**Task brief**
Rewrite the listing from the line containing "mark the region of every instance of the haze" through the end of the listing, changing "simplified polygon" to "reduced polygon" and leaving everything else as it is.

**Data in this exercise**

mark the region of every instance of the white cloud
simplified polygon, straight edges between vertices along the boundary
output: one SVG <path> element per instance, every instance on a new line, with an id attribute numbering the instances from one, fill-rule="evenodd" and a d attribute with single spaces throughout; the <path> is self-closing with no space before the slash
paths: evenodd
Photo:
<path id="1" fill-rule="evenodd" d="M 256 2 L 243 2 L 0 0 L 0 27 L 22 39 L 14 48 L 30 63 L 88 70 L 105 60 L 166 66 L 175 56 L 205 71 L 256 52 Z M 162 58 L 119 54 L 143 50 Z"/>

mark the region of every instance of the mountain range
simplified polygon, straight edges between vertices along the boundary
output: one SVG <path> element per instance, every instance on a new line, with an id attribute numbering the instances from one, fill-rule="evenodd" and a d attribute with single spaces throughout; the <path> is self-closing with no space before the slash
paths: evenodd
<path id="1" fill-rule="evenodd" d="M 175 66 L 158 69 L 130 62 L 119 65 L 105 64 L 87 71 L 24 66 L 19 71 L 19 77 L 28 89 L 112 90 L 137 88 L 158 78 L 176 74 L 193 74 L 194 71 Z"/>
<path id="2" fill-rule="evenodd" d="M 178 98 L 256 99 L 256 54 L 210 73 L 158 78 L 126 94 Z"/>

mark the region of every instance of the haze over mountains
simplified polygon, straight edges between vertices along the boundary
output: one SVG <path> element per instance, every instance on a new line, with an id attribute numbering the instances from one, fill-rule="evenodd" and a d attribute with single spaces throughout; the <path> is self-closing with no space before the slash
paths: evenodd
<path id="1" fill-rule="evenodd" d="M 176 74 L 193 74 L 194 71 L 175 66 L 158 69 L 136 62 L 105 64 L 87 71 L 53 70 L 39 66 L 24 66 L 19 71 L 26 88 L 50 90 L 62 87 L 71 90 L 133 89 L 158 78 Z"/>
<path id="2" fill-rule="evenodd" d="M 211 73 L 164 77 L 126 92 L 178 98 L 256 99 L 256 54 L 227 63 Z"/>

**Answer in full**
mark the region of every instance of the haze over mountains
reduced polygon, straight edges between vertices along the boundary
output: one SVG <path> element per instance, every instance on a new line, with an id attribute numbering the instances from one, fill-rule="evenodd" and a d attribute with single spaces throughout; the <path> is self-closing with no space before the slash
paths: evenodd
<path id="1" fill-rule="evenodd" d="M 176 74 L 193 74 L 194 71 L 175 66 L 158 69 L 136 62 L 105 64 L 87 71 L 53 70 L 39 66 L 24 66 L 19 71 L 26 88 L 50 90 L 62 87 L 71 90 L 133 89 L 158 78 Z"/>
<path id="2" fill-rule="evenodd" d="M 211 73 L 164 77 L 126 92 L 178 98 L 256 99 L 256 54 L 227 63 Z"/>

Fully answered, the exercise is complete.